Point-per-instance localization data:
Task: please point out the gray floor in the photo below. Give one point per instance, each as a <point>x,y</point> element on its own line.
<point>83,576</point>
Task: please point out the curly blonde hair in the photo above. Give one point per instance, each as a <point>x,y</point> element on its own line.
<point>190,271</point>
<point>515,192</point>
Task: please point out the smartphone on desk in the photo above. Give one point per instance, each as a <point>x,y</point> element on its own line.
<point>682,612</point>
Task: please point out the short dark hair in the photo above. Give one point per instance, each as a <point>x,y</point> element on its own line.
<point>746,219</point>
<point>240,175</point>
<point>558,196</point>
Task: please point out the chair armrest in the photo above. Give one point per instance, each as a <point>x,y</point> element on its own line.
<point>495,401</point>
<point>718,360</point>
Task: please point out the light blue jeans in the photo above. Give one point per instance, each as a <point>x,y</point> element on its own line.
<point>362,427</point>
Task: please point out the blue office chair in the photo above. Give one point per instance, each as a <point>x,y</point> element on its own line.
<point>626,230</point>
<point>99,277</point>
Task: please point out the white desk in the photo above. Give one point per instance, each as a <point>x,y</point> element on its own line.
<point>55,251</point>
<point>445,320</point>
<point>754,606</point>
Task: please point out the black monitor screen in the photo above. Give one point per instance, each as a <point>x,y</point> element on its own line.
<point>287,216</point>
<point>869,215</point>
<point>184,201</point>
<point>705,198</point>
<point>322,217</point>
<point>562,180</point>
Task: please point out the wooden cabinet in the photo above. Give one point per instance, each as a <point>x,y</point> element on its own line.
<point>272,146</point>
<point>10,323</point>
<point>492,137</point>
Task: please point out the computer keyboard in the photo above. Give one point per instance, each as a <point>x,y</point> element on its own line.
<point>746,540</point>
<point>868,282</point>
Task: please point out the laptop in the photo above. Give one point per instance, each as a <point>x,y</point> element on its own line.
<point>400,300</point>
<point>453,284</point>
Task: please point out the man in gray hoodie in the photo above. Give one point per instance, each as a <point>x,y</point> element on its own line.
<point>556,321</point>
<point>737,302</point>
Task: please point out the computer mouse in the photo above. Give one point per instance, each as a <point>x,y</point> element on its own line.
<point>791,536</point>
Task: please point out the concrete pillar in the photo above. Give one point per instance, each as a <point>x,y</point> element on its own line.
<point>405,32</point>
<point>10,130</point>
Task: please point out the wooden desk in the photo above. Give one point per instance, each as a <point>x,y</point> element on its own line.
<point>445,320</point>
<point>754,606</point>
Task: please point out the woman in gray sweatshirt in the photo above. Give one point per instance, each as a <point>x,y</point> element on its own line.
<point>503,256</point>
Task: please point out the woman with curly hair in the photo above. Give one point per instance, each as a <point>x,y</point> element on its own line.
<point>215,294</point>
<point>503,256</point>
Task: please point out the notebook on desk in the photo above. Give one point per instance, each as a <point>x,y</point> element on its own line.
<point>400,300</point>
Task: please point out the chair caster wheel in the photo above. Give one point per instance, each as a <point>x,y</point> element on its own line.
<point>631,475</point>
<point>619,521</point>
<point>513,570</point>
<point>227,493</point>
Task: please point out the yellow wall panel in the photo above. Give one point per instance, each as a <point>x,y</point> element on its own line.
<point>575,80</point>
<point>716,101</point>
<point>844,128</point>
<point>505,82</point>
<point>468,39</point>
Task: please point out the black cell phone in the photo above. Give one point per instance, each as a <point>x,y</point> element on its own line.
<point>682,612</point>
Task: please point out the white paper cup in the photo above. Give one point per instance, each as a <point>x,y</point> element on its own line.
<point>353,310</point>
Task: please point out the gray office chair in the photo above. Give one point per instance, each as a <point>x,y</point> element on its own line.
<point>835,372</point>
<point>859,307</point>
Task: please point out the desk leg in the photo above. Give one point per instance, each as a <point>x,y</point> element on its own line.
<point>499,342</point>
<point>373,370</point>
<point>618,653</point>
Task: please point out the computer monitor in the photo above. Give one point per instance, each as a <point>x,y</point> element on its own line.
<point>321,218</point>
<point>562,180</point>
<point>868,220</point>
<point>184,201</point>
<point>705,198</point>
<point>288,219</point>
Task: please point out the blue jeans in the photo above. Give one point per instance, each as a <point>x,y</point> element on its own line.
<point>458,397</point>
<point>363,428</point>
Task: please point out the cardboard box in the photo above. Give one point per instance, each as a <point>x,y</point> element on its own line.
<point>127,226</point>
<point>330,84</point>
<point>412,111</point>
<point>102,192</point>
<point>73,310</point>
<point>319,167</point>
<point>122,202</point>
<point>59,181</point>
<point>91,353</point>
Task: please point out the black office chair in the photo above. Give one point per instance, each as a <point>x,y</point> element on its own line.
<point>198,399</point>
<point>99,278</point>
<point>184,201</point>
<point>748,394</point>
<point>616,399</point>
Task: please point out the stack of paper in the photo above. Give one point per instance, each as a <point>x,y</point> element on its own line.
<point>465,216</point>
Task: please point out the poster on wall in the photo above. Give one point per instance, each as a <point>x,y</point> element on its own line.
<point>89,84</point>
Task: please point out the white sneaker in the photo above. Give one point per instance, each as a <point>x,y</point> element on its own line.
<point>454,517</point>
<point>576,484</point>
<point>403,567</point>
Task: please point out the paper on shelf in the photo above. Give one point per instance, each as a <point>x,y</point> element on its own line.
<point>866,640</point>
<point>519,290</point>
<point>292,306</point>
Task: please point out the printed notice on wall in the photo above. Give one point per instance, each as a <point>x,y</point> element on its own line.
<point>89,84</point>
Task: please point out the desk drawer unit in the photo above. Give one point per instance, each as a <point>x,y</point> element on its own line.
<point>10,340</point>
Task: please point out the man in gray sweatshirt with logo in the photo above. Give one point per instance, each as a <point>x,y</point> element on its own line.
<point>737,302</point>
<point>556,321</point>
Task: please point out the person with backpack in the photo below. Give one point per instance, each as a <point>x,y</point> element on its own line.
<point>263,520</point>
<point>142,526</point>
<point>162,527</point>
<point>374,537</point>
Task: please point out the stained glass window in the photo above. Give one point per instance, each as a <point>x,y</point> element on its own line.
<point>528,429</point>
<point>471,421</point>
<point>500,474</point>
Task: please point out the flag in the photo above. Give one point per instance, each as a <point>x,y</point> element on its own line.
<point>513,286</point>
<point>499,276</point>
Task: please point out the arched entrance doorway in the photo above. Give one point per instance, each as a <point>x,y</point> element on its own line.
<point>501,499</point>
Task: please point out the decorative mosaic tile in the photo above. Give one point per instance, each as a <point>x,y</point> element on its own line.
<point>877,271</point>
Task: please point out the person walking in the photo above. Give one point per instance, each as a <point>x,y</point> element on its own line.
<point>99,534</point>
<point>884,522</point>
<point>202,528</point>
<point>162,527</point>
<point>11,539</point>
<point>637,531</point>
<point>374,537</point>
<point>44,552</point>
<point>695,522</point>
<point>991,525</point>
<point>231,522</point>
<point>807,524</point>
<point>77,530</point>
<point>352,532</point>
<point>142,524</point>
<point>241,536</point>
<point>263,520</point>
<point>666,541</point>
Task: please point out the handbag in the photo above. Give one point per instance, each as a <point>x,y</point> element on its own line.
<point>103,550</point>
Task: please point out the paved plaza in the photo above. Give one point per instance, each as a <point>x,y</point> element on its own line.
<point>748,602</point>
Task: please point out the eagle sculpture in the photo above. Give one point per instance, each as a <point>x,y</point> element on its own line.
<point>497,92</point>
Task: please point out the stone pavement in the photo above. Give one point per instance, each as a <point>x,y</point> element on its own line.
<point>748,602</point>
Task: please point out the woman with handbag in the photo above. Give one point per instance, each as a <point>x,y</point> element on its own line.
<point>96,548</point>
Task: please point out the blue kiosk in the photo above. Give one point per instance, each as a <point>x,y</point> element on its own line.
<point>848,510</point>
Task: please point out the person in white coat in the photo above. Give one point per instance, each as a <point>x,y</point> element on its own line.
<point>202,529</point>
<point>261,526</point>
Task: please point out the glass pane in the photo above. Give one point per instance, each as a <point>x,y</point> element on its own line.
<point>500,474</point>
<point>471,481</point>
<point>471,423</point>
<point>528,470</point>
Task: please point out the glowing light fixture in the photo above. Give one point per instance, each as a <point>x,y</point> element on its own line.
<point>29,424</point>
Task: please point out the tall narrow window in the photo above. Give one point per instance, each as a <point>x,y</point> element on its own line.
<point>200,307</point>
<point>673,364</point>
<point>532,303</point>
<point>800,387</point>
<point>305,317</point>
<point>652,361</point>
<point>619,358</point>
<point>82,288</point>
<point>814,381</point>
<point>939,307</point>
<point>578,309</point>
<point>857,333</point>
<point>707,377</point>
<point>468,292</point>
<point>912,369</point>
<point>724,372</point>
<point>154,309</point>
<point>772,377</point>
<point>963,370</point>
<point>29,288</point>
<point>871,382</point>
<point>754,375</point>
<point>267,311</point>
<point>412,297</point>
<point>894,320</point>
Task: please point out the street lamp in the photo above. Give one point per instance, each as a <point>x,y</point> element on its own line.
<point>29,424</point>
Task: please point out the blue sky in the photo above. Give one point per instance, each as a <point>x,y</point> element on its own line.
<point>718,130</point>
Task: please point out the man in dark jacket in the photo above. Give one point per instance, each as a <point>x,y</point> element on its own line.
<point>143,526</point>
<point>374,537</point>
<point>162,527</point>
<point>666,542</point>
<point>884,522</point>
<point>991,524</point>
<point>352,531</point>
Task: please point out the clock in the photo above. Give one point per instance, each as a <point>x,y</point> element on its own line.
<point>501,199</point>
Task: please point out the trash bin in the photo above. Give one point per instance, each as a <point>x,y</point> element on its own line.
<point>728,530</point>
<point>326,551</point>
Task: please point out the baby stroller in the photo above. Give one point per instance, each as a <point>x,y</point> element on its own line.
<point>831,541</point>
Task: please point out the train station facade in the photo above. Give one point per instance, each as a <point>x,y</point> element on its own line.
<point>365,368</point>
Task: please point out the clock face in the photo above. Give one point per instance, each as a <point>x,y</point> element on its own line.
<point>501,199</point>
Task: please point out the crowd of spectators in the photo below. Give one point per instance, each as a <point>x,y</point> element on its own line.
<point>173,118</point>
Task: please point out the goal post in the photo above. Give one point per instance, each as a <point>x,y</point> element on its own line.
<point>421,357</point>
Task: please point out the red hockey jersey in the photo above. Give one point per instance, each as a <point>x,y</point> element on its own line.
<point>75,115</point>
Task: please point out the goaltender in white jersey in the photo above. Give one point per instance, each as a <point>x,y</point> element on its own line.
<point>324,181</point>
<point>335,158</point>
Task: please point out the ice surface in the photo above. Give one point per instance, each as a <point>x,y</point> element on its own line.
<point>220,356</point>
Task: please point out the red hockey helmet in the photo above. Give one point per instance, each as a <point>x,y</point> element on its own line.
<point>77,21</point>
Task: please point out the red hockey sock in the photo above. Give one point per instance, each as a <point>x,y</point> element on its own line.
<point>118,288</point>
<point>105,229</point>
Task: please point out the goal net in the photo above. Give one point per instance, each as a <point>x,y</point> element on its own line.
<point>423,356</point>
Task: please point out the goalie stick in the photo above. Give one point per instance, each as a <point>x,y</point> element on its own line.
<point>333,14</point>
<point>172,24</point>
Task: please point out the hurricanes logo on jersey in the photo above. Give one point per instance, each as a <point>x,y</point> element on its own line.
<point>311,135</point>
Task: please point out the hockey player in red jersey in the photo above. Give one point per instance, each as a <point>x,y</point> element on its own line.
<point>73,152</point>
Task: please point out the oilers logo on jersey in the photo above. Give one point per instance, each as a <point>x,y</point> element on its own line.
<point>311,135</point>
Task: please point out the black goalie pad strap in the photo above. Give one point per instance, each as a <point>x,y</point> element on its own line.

Exercise details:
Your answer must be the line with "Task: please point out the red hockey sock" and all lines after it through the final line of the entries, copied exactly and with nothing added.

Output below:
Task: please point out the red hockey sock in the photo above. Give one point per instance, each as a <point>x,y</point> element on its own line.
<point>118,288</point>
<point>105,229</point>
Task: please point out the goal net in the photo above. Give one point per instance, each as a <point>x,y</point> element on its own line.
<point>423,356</point>
Task: please point out the goalie stick in the photo above. Give one point per instance, each as a <point>x,y</point> element on its own line.
<point>333,14</point>
<point>172,24</point>
Task: please point out the hurricanes logo on jersey in the photo above. Give one point per instance, each as a <point>x,y</point> element on its own line.
<point>311,135</point>
Task: please point out the hockey player in red jersey in the photo above. Give one point per instance, each as a <point>x,y</point> element on its own line.
<point>73,152</point>
Task: please point out the oilers logo on jersey in the photo above. Give one point per instance, each as a <point>x,y</point> element on its own line.
<point>311,135</point>
Task: please point out the black goalie pad strap in the photo above. Give one point per instance, each as a <point>x,y</point> element on its own line.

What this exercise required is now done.